• Task to carry out: Write how many lines in the records below include the string "figure". No other text should be given.

+++ Data to use

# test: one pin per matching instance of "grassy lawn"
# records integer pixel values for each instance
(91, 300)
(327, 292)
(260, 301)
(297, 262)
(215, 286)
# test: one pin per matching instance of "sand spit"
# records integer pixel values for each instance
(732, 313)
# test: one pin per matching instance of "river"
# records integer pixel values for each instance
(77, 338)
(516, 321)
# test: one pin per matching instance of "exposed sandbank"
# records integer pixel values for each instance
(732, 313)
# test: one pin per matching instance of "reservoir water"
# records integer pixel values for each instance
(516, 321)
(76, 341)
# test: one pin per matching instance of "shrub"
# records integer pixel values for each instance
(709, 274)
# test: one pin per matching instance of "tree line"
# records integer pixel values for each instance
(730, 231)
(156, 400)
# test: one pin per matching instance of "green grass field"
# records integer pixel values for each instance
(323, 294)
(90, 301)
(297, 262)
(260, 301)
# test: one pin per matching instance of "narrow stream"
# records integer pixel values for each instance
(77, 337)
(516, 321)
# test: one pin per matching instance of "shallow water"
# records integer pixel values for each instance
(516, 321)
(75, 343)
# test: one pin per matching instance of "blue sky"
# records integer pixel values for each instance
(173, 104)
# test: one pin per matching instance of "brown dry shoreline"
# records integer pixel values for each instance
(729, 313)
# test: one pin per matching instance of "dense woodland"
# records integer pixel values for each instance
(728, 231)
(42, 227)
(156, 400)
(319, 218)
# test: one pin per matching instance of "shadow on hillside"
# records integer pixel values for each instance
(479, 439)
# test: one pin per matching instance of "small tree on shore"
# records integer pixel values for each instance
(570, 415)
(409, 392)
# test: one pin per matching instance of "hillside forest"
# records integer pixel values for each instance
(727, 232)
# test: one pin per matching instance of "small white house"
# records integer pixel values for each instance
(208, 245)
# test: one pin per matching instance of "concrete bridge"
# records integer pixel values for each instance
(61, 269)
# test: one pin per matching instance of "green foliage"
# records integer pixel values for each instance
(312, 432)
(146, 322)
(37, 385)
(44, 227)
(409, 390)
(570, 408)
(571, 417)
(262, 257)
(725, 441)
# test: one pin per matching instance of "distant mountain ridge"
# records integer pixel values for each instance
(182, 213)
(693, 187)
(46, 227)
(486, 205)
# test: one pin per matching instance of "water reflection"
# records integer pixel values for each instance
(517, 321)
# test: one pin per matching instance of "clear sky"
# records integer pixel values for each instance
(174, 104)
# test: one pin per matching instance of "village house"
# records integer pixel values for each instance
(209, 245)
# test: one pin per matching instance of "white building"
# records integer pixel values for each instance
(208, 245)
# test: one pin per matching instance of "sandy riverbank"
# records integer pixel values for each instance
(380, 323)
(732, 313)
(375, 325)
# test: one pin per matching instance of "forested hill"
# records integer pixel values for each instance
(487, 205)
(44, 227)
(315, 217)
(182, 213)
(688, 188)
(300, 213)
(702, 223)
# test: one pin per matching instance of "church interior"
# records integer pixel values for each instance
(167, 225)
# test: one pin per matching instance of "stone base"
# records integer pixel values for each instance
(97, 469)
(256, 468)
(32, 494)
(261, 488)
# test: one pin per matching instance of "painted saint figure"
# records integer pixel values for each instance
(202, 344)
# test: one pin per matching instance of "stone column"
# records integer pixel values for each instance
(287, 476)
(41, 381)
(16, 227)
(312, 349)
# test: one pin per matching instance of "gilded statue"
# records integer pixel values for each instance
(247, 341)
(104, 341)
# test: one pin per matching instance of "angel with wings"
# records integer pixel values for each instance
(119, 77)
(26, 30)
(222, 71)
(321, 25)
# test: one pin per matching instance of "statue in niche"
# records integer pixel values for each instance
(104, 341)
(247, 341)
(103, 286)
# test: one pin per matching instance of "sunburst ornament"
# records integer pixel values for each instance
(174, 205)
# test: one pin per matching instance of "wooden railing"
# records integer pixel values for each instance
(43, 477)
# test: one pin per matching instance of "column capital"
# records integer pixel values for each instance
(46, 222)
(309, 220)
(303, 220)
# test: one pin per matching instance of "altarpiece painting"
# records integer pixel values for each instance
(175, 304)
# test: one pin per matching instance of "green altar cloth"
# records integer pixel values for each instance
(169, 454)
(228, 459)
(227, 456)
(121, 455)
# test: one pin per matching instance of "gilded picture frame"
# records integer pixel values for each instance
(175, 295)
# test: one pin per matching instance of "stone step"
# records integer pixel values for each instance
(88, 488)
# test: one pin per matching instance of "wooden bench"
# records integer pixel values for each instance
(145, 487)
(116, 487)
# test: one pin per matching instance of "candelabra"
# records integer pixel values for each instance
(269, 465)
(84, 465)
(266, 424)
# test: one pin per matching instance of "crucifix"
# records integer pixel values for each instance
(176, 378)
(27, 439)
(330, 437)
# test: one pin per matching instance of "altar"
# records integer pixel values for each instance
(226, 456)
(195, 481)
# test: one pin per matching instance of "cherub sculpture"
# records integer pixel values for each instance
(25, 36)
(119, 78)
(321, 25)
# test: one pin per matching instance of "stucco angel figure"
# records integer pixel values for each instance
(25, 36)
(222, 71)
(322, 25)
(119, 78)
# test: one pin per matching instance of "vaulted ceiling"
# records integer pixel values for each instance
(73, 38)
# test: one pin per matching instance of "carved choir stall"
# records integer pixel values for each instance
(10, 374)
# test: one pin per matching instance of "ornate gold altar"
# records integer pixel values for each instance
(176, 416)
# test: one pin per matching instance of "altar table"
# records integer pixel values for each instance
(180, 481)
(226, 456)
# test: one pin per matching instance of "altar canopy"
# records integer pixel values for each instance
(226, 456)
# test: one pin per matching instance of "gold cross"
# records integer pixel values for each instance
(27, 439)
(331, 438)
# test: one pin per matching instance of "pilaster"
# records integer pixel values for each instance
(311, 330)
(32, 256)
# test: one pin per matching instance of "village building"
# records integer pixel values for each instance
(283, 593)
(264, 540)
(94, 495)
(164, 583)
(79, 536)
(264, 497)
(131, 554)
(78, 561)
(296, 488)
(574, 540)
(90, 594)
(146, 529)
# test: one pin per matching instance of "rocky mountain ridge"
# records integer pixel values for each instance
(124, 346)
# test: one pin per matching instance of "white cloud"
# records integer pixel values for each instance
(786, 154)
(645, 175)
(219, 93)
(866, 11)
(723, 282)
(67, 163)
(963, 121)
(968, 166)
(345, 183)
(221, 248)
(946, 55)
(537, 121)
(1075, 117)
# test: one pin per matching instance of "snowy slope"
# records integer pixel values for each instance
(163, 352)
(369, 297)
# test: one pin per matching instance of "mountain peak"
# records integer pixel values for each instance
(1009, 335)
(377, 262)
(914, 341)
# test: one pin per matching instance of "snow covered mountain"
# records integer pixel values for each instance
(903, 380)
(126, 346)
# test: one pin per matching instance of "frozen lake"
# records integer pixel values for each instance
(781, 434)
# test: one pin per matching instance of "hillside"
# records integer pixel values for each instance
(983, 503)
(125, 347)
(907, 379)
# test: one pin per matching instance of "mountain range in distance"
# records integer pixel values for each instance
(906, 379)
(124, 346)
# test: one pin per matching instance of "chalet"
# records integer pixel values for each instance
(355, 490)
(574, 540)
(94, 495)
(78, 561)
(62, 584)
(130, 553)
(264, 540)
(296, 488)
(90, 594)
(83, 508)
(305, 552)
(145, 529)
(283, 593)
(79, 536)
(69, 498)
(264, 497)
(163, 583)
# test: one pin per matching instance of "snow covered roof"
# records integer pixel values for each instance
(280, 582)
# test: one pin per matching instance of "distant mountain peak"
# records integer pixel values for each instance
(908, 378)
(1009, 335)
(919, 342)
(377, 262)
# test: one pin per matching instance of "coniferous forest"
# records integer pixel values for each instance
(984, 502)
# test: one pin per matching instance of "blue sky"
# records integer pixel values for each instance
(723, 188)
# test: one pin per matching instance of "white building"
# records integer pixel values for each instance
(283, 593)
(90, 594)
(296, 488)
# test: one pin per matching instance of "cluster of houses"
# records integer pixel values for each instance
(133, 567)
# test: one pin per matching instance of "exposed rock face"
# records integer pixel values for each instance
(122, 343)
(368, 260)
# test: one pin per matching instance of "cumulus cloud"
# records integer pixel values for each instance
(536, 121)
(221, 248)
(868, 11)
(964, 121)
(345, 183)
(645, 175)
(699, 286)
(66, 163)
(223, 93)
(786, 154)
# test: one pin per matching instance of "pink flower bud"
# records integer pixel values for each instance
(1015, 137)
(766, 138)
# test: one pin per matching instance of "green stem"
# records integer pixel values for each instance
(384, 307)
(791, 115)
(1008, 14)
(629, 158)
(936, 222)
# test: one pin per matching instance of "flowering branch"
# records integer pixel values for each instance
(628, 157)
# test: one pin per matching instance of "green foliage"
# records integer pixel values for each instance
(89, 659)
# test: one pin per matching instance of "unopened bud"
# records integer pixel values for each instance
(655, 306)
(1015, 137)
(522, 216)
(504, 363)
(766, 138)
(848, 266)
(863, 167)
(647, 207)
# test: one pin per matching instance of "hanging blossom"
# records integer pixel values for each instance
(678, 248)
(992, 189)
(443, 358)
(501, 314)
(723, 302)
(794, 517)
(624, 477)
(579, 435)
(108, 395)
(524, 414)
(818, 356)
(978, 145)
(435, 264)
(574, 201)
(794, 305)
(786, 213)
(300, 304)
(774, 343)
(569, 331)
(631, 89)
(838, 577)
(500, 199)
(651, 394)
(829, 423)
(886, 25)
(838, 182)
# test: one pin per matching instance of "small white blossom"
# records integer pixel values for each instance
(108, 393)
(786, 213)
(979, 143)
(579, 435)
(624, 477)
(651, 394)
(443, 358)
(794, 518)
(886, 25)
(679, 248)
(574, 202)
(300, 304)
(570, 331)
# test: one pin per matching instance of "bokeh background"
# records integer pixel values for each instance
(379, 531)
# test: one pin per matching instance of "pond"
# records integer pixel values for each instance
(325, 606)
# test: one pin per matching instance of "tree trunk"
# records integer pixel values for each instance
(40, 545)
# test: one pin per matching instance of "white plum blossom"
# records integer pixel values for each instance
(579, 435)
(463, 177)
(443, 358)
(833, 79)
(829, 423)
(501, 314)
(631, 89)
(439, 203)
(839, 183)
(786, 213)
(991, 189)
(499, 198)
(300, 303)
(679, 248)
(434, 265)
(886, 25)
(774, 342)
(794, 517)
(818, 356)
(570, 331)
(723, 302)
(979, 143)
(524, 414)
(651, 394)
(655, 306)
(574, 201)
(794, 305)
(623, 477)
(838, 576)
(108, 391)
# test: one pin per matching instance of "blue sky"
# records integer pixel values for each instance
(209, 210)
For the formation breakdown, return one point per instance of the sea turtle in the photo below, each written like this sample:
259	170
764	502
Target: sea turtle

++++++

• Written answer: 2